## [Items from a data source]
--

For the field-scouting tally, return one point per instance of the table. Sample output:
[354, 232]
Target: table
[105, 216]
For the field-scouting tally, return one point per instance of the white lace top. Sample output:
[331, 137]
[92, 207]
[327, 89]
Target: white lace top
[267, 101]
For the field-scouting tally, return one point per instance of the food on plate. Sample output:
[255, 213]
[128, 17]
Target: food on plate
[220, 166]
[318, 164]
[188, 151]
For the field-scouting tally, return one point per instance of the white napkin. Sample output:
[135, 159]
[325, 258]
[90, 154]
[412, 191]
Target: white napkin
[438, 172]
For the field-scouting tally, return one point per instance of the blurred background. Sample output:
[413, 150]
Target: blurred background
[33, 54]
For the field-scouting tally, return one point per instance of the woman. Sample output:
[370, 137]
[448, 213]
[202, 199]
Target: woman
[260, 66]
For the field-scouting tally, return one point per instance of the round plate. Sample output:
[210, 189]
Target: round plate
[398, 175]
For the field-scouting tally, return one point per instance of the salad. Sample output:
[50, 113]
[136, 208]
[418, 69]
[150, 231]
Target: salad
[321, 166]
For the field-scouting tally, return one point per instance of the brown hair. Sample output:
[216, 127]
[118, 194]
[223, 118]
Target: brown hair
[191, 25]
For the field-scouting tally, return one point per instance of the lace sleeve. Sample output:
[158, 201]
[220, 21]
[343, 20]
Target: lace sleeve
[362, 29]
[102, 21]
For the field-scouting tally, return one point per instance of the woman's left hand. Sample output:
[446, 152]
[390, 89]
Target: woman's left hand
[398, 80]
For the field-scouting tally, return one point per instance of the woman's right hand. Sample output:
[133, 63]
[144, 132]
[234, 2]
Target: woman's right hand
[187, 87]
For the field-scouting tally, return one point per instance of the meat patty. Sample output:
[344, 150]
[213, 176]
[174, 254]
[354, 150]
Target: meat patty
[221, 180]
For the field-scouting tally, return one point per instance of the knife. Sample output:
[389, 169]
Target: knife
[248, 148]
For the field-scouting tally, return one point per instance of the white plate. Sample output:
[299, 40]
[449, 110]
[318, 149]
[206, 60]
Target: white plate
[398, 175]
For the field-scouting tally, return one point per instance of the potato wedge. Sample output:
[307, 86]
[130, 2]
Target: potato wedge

--

## [Do this]
Write out all of the lines above again, swapping every "field-scouting tally" for "crop survey count" and leaving everything else unchanged.

## [Complete output]
For the crop survey count, return one point per instance of the table. Sample output:
[354, 232]
Target: table
[105, 216]
For the crop survey count, return one point per instance of the white lace top. Sample output:
[331, 137]
[92, 207]
[327, 89]
Target: white lace top
[267, 101]
For the crop survey count, return one point per instance of the food on plate. Sample output:
[255, 213]
[128, 17]
Target: food on plate
[220, 166]
[318, 164]
[188, 151]
For the crop survey count, return one point per instance of the white napkin. Sample output:
[135, 159]
[325, 258]
[90, 154]
[412, 191]
Target: white napkin
[438, 172]
For the crop survey count, return one point per instance of the blurred background. Sample output:
[413, 150]
Target: blurred background
[33, 54]
For the crop survey count, return one point per instance of the woman. Sample output:
[370, 137]
[448, 213]
[202, 199]
Target: woman
[260, 66]
For the crop survey count, return one point per instance of the round plate. Sample output:
[210, 189]
Target: round plate
[398, 175]
For the crop survey count, return one point per instance of the salad. Sample output:
[50, 113]
[136, 208]
[418, 69]
[150, 231]
Target: salad
[321, 166]
For the crop survey count, return one point per instance of the brown hair. Sample output:
[216, 127]
[118, 194]
[223, 118]
Target: brown hair
[191, 25]
For the crop survey count, return one point per instance of the lace sleeve. Sample output:
[158, 201]
[220, 21]
[343, 20]
Target: lace sleeve
[362, 29]
[102, 21]
For the crop survey count, return one point per instance of the woman's left hand. Sample output:
[446, 152]
[390, 89]
Target: woman's left hand
[398, 80]
For the crop survey count, return one point per instance of the woman's right hand. Sample output:
[133, 63]
[144, 132]
[234, 2]
Target: woman's right hand
[187, 87]
For the crop survey count, return one point per instance of the meat patty. Sample output:
[344, 150]
[213, 176]
[174, 254]
[354, 150]
Target: meat patty
[221, 180]
For the crop survey count, return one point per instance of the knife. Sample output:
[389, 169]
Target: knife
[248, 148]
For the crop survey count, return one point per instance of the white plate. Sample output:
[299, 40]
[449, 110]
[318, 149]
[206, 60]
Target: white plate
[398, 175]
For the crop survey count, return one point per instance of the potato wedge. Sample output:
[307, 86]
[130, 2]
Target: potato wedge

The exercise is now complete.